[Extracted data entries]
--------------------------------

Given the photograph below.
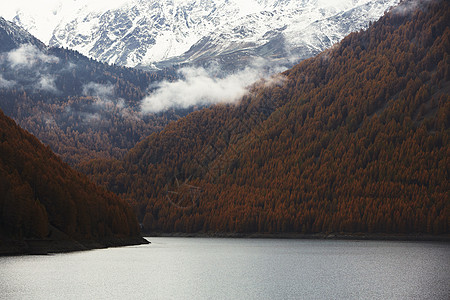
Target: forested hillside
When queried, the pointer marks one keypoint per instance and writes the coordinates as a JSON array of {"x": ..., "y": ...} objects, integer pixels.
[
  {"x": 43, "y": 198},
  {"x": 81, "y": 108},
  {"x": 353, "y": 140}
]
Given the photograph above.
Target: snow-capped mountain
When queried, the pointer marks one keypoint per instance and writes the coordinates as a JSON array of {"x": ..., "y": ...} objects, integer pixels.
[
  {"x": 12, "y": 36},
  {"x": 150, "y": 33}
]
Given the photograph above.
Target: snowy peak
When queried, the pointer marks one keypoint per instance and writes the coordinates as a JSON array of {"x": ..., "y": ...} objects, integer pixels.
[
  {"x": 150, "y": 33},
  {"x": 12, "y": 36}
]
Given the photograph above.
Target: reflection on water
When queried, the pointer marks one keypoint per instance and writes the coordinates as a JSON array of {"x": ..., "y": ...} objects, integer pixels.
[{"x": 195, "y": 268}]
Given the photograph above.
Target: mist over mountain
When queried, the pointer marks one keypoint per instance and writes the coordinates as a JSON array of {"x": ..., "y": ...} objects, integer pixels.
[
  {"x": 355, "y": 139},
  {"x": 154, "y": 34},
  {"x": 80, "y": 107}
]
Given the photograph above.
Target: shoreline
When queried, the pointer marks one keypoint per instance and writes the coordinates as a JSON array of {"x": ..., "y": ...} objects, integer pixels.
[
  {"x": 299, "y": 236},
  {"x": 14, "y": 247}
]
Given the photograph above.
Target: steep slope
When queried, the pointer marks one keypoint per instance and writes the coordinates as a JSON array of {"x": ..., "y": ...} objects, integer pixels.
[
  {"x": 353, "y": 140},
  {"x": 12, "y": 36},
  {"x": 145, "y": 33},
  {"x": 46, "y": 206},
  {"x": 82, "y": 108}
]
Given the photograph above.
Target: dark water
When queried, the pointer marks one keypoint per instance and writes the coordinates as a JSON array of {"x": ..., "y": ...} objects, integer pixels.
[{"x": 194, "y": 268}]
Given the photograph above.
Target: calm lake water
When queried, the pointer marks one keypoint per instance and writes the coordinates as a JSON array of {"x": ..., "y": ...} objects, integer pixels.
[{"x": 196, "y": 268}]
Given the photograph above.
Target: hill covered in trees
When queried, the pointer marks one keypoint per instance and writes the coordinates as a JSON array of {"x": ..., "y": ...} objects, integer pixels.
[
  {"x": 81, "y": 108},
  {"x": 352, "y": 140},
  {"x": 47, "y": 206}
]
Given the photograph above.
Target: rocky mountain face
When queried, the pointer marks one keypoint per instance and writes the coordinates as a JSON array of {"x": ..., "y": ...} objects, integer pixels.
[
  {"x": 155, "y": 33},
  {"x": 12, "y": 36}
]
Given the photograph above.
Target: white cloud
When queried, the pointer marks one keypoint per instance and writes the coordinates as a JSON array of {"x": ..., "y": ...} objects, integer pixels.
[
  {"x": 47, "y": 83},
  {"x": 199, "y": 86},
  {"x": 6, "y": 84},
  {"x": 105, "y": 91},
  {"x": 27, "y": 56}
]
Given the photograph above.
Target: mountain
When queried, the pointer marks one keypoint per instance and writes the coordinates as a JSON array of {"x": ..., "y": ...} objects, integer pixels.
[
  {"x": 161, "y": 33},
  {"x": 353, "y": 140},
  {"x": 45, "y": 206},
  {"x": 80, "y": 107},
  {"x": 12, "y": 36}
]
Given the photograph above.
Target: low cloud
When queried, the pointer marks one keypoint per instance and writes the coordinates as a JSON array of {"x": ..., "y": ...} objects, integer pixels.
[
  {"x": 47, "y": 83},
  {"x": 28, "y": 56},
  {"x": 409, "y": 6},
  {"x": 94, "y": 89},
  {"x": 6, "y": 84},
  {"x": 200, "y": 86}
]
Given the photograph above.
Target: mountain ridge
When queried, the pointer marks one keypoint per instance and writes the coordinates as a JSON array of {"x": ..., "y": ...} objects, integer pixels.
[
  {"x": 162, "y": 33},
  {"x": 352, "y": 140}
]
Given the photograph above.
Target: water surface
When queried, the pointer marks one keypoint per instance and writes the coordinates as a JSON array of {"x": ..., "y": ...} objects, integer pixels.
[{"x": 199, "y": 268}]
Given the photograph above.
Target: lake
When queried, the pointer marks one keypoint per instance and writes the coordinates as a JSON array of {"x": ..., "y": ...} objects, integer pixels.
[{"x": 216, "y": 268}]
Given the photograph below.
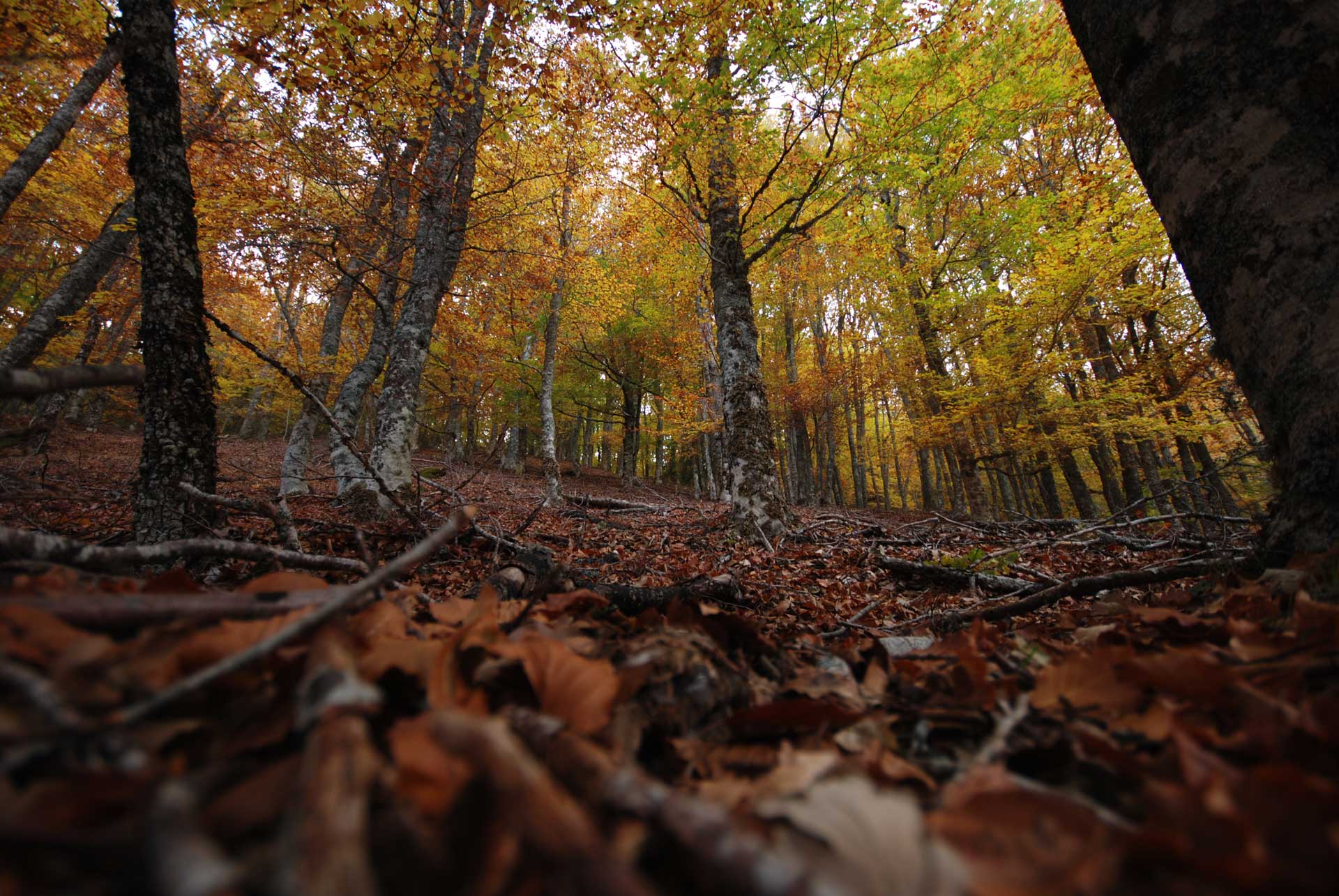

--------------------------------

TASK REQUIREMENTS → Find every line in the records above that contains the string "mountain" and copy each one. Case counts.

ANSWER TO THIS TASK →
Target: snow-capped mountain
Target: mist over mountain
Target: rocky mountain face
Target: mountain
Target: mountain ridge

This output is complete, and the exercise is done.